* _Assigned task_: All the entries that follow must be written out again exactly.

Record extracts Start Marker

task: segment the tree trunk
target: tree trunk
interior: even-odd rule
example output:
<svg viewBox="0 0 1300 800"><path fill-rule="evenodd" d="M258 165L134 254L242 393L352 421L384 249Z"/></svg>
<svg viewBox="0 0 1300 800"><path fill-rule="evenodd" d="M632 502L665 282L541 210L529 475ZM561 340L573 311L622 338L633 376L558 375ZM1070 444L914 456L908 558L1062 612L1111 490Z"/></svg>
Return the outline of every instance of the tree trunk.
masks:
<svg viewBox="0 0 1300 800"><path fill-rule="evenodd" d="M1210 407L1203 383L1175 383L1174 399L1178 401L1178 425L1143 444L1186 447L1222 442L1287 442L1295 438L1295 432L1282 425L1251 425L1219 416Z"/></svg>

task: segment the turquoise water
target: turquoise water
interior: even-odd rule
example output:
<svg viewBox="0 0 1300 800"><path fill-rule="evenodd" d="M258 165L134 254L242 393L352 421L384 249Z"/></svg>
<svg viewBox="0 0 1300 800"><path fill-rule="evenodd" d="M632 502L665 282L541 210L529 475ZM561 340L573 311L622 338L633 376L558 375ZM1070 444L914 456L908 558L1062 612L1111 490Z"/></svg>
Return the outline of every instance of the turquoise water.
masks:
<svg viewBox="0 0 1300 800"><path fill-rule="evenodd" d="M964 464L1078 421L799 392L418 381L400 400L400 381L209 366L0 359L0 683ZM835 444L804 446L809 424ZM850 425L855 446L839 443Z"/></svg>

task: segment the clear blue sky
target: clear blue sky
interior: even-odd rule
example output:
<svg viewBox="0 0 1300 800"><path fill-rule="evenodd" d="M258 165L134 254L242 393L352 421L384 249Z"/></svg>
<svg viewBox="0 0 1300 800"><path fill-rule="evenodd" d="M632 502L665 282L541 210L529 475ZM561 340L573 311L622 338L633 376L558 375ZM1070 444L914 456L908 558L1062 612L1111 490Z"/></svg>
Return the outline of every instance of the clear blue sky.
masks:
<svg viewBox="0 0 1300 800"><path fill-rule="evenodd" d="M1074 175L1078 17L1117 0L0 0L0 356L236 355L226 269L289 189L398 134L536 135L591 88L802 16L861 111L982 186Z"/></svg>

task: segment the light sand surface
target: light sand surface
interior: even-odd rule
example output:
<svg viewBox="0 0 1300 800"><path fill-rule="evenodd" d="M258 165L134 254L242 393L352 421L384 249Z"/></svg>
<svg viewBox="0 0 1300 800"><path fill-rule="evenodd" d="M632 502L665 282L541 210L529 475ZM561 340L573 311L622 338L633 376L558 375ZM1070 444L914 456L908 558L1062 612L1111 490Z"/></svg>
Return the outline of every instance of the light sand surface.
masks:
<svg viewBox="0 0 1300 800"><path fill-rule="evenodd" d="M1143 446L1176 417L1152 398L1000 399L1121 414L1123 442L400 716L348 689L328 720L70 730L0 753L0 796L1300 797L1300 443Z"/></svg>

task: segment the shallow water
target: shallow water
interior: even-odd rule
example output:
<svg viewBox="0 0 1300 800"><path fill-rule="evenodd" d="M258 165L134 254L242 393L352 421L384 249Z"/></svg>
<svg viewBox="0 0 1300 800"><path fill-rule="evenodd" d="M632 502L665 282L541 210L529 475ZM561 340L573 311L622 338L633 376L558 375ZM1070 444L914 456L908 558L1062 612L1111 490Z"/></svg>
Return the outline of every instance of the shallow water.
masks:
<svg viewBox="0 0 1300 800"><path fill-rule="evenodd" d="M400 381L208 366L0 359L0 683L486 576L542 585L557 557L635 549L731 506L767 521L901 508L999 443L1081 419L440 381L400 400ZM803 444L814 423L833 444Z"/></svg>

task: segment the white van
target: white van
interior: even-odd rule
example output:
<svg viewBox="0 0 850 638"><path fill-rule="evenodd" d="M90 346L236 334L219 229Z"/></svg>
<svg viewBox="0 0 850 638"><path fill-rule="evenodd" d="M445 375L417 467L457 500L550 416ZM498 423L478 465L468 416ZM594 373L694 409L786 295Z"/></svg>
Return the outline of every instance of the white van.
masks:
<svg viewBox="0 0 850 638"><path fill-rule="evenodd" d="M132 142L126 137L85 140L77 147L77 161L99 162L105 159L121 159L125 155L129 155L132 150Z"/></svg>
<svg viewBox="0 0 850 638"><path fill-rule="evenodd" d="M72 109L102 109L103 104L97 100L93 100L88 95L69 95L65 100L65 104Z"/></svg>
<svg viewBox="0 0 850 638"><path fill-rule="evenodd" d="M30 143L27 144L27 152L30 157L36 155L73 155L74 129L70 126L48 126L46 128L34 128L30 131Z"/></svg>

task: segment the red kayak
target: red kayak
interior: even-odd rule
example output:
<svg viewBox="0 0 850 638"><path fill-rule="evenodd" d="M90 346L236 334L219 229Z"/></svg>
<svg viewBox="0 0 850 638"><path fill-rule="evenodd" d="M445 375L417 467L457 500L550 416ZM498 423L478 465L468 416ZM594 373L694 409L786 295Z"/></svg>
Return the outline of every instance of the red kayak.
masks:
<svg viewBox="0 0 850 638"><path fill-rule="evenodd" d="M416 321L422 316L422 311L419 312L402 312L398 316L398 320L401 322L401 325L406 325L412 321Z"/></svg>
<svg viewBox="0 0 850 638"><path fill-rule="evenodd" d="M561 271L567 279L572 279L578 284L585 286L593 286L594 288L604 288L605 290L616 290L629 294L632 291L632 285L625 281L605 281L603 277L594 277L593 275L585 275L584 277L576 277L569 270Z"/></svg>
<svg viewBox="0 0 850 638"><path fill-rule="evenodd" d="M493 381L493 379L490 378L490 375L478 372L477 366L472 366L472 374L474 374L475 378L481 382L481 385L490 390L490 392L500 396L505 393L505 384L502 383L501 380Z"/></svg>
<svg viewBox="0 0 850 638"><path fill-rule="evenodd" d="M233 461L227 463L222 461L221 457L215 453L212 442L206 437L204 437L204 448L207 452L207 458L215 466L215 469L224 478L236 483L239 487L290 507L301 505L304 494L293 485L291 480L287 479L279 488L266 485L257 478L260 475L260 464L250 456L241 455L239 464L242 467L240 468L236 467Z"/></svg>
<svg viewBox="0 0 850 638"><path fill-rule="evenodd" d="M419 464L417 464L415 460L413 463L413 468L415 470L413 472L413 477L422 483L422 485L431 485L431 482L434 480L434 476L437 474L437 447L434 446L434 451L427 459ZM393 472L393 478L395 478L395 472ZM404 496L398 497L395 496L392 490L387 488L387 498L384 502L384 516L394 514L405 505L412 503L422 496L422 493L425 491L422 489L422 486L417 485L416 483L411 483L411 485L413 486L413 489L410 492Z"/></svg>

Record extracts End Marker

* _Output_:
task: segment the tree trunk
target: tree trunk
interior: even-odd rule
example output:
<svg viewBox="0 0 1300 800"><path fill-rule="evenodd" d="M258 165L134 254L242 393L352 421L384 249Z"/></svg>
<svg viewBox="0 0 1300 800"><path fill-rule="evenodd" d="M632 502L665 282L541 210L529 475ZM561 340L573 311L622 338L633 376L558 375ZM1070 444L914 456L908 558L1062 612L1111 490Z"/></svg>
Return the outline of every instance of the tree trunk.
masks:
<svg viewBox="0 0 1300 800"><path fill-rule="evenodd" d="M1210 407L1203 383L1175 383L1174 399L1178 401L1178 425L1143 444L1186 447L1222 442L1287 442L1295 438L1295 432L1282 425L1251 425L1219 416Z"/></svg>

task: segment the turquoise water
target: turquoise water
interior: even-odd rule
example output:
<svg viewBox="0 0 1300 800"><path fill-rule="evenodd" d="M258 165L134 254L242 393L352 421L384 249Z"/></svg>
<svg viewBox="0 0 1300 800"><path fill-rule="evenodd" d="M632 502L665 282L541 210L529 475ZM561 340L573 311L622 338L633 376L558 375ZM1070 444L914 456L908 558L1062 612L1111 490Z"/></svg>
Return the outline of every instance of the turquoise water.
masks:
<svg viewBox="0 0 1300 800"><path fill-rule="evenodd" d="M964 464L1078 421L799 392L418 381L400 400L400 381L209 366L0 359L0 683ZM835 444L804 446L809 424ZM850 425L855 446L839 443Z"/></svg>

task: segment the clear blue sky
target: clear blue sky
interior: even-odd rule
example output:
<svg viewBox="0 0 1300 800"><path fill-rule="evenodd" d="M258 165L134 254L242 393L352 421L384 249Z"/></svg>
<svg viewBox="0 0 1300 800"><path fill-rule="evenodd" d="M632 502L665 282L541 210L529 475ZM561 340L573 311L622 338L633 376L558 375ZM1070 444L914 456L908 558L1062 612L1111 490Z"/></svg>
Return the outline of every instance of the clear blue sky.
masks:
<svg viewBox="0 0 1300 800"><path fill-rule="evenodd" d="M1074 175L1078 17L1117 0L0 0L0 356L236 355L226 269L289 189L398 134L536 135L591 88L802 16L861 111L982 186Z"/></svg>

task: segment the light sand surface
target: light sand surface
interior: even-odd rule
example output:
<svg viewBox="0 0 1300 800"><path fill-rule="evenodd" d="M258 165L134 254L242 393L352 421L384 249Z"/></svg>
<svg viewBox="0 0 1300 800"><path fill-rule="evenodd" d="M632 502L665 282L541 210L529 475ZM561 340L573 311L622 338L633 376L558 375ZM1070 444L914 456L908 558L1062 612L1111 490Z"/></svg>
Return the outline of every instance of the light sand surface.
masks:
<svg viewBox="0 0 1300 800"><path fill-rule="evenodd" d="M1143 446L1176 417L1152 398L1000 399L1121 414L1123 442L400 716L348 689L328 720L70 730L0 753L0 796L1300 797L1300 443Z"/></svg>

task: segment the shallow water
target: shallow water
interior: even-odd rule
example output:
<svg viewBox="0 0 1300 800"><path fill-rule="evenodd" d="M258 165L134 254L242 393L352 421L384 249Z"/></svg>
<svg viewBox="0 0 1300 800"><path fill-rule="evenodd" d="M632 502L665 282L541 210L529 475ZM561 340L573 311L622 338L633 376L558 375ZM1070 444L914 456L908 558L1062 612L1111 490Z"/></svg>
Return the outline of every instance of the shallow water.
masks:
<svg viewBox="0 0 1300 800"><path fill-rule="evenodd" d="M400 381L208 366L0 359L0 683L486 576L542 585L557 557L635 549L731 506L767 521L901 508L999 443L1081 419L440 381L400 400ZM803 444L814 423L833 444Z"/></svg>

task: segment the white van
target: white van
interior: even-odd rule
example output:
<svg viewBox="0 0 850 638"><path fill-rule="evenodd" d="M90 346L236 334L219 229Z"/></svg>
<svg viewBox="0 0 850 638"><path fill-rule="evenodd" d="M445 375L417 467L457 500L550 416ZM498 423L478 465L468 416ZM594 373L694 409L786 295Z"/></svg>
Return the outline of every instance of the white van.
masks:
<svg viewBox="0 0 850 638"><path fill-rule="evenodd" d="M132 142L126 137L85 140L77 147L77 161L99 162L105 159L121 159L125 155L129 155L132 150Z"/></svg>
<svg viewBox="0 0 850 638"><path fill-rule="evenodd" d="M72 109L102 109L103 104L97 100L93 100L88 95L69 95L65 100L65 104Z"/></svg>
<svg viewBox="0 0 850 638"><path fill-rule="evenodd" d="M30 143L27 144L27 152L30 157L36 155L73 155L74 129L70 126L48 126L46 128L34 128L30 131Z"/></svg>

task: segment the red kayak
target: red kayak
interior: even-odd rule
example output:
<svg viewBox="0 0 850 638"><path fill-rule="evenodd" d="M90 346L236 334L219 229Z"/></svg>
<svg viewBox="0 0 850 638"><path fill-rule="evenodd" d="M445 375L417 467L457 500L550 416ZM498 423L478 465L468 416ZM594 373L694 409L786 295Z"/></svg>
Return the outline of every instance of the red kayak.
masks:
<svg viewBox="0 0 850 638"><path fill-rule="evenodd" d="M416 321L422 316L422 311L419 312L402 312L398 316L398 320L401 322L401 325L406 325L412 321Z"/></svg>
<svg viewBox="0 0 850 638"><path fill-rule="evenodd" d="M561 271L567 279L572 279L578 284L585 286L593 286L594 288L604 288L605 290L616 290L629 294L632 291L632 285L625 281L605 281L603 277L594 277L593 275L585 275L584 277L576 277L569 270Z"/></svg>
<svg viewBox="0 0 850 638"><path fill-rule="evenodd" d="M493 381L493 379L490 378L490 375L478 372L477 366L472 366L472 374L474 374L475 378L481 382L481 385L490 390L490 392L500 396L505 393L505 384L502 383L501 380Z"/></svg>
<svg viewBox="0 0 850 638"><path fill-rule="evenodd" d="M233 461L227 463L222 461L221 457L215 453L212 442L206 437L204 437L204 448L207 452L207 458L215 466L215 469L224 478L236 483L239 487L290 507L301 505L304 494L293 485L291 480L287 479L279 488L266 485L257 478L260 475L260 464L250 456L241 455L239 464L242 467L240 468L236 467Z"/></svg>
<svg viewBox="0 0 850 638"><path fill-rule="evenodd" d="M419 464L417 464L415 460L413 463L413 468L415 470L413 472L413 477L422 483L422 485L431 485L431 482L434 480L434 476L437 474L437 447L434 446L434 451L427 459ZM393 472L393 478L395 478L395 472ZM404 496L398 497L395 496L392 490L387 488L387 498L384 502L384 516L394 514L405 505L412 503L422 496L422 493L425 491L422 489L422 486L417 485L416 483L411 483L411 485L413 486L413 489L410 492Z"/></svg>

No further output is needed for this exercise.